> _Selected text_:
■ ■ ■ ■

Tuesday, September 04, 2007

I began this morning’s session not here, but in Ravelry, adding some more stash. That’s the way things are going. I hope I have the stamina to see this project through. I have a sort-of inventory of yarn in an electronic copy of Lotus Organiser which I have been keeping for years. But my Ravelry list will be considerably more complete, and will have photos. It’s a great comfort, as a new yarn is added, to be told that 68 other people have it in their stashes, too.

As for actual knitting, I finished the third pattern repeat of the Princess centre, and have done two rows of the fourth. I like the way it’s looking. The comparative simplicity of the centre sits well with the elaborate border:


Somebody wrote to me the other day about Stephen King and “Lisey’s Story”. I can’t find the email or comment – so I hope you’re here this morning.

■ ■ ■ ■

> _Record excerpts_:
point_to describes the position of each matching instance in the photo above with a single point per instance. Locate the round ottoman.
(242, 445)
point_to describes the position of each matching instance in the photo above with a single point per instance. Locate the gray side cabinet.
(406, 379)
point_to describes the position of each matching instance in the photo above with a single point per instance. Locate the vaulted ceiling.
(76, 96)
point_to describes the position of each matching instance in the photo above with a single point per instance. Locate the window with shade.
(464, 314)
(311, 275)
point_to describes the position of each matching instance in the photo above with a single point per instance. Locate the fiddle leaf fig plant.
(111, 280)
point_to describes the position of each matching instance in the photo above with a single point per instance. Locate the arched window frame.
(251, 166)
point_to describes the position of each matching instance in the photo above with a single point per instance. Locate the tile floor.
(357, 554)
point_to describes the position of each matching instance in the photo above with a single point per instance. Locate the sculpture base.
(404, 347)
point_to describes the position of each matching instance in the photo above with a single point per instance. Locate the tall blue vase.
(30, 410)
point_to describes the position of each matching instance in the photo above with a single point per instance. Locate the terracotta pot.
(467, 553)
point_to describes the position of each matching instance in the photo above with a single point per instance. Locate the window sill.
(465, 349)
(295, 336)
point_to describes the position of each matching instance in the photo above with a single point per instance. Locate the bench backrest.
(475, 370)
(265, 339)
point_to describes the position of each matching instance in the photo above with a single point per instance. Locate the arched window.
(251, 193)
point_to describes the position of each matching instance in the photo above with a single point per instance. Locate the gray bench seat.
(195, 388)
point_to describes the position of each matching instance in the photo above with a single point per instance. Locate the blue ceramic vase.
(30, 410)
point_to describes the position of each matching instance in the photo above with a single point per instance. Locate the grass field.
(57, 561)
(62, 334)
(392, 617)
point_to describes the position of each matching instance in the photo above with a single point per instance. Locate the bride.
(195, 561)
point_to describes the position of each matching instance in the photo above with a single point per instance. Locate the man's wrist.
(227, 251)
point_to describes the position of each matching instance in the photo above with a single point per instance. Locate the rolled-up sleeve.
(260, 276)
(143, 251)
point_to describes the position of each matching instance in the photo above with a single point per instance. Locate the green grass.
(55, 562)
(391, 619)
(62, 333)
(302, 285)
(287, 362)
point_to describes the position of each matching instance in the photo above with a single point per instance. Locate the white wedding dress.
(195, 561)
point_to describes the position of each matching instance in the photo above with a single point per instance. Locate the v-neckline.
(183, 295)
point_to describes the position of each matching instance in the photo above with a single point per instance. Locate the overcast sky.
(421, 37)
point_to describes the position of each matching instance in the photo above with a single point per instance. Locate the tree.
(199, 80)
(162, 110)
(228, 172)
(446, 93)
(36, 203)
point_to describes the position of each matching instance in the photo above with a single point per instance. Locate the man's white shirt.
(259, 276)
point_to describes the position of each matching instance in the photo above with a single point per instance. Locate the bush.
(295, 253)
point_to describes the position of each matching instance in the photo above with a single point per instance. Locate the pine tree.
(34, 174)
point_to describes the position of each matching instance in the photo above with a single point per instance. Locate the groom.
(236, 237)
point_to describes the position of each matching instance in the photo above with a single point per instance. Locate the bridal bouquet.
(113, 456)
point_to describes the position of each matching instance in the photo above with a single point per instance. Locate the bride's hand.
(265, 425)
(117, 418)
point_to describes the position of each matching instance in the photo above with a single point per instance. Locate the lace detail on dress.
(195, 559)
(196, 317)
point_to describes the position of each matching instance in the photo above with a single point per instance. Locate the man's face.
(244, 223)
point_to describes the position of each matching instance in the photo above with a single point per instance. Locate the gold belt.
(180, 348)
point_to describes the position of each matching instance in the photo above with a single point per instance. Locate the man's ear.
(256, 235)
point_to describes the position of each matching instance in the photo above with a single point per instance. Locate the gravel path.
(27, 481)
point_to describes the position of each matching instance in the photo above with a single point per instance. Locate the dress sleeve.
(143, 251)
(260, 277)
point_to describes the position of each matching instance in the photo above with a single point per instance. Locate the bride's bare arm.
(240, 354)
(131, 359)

■ ■ ■ ■

> _Problem 1_: In the knitting blog post, which pattern repeat of the Princess centre has been finished?
> _Problem 2_: Carry on the knitting blog post, starting right after its last sentence.
The entries above are separate material and have nothing to do with the knitting blog post.

> _Task response 1_: The third pattern repeat.

> _Task response 2_:
I was disappointed by Lisey’s Story, too, and glad at least that I had waited patiently for the paperback. At least I finished it, which doesn’t always happen. My favourite book of his is Firestarter. I have by no means read or attempted to read all. I also like Pet Sematary, the Shining, Cujo, Carrie, Misery. I don’t like the big fantastic ones.

But what I really, really like is/are two short stories that appeared in the New Yorker. I was sorry that I let the issues go, and delighted when I finally found them in a collection: “Everything’s Eventual”, Hodder & Stoughton, 2002. The stories are called “That Feeling, You Can Only Say What It Is in French” and “The Man in the Black Suit”.

Maybe, having got this far, I’ll re-read them today. I think perhaps the tight editing of the magazine was good for King, who can be awfully diffuse. Both of those stories concern his main themes, the sense of the something-awful that can happen at any moment, and sometimes does; and the sense that, in the end, everything may not be all right.


  1. Yes, I'm here this morning. Thanks for your comments about Stephen King - maybe I will try another one of his some day but not very soon. My goal for today is to finish My Name is Red by Orhan Pamuk.

  2. I've not read King for some time. Living here in Maine, though, and knowing many of the places he's written about does give one a particular sense of the sinister. I've also rather enjoyed Clive Barker, who has a good grasp on the mystical and its intersection with the mundane.

  3. Your shawl is so beautiful. Just breath-taking.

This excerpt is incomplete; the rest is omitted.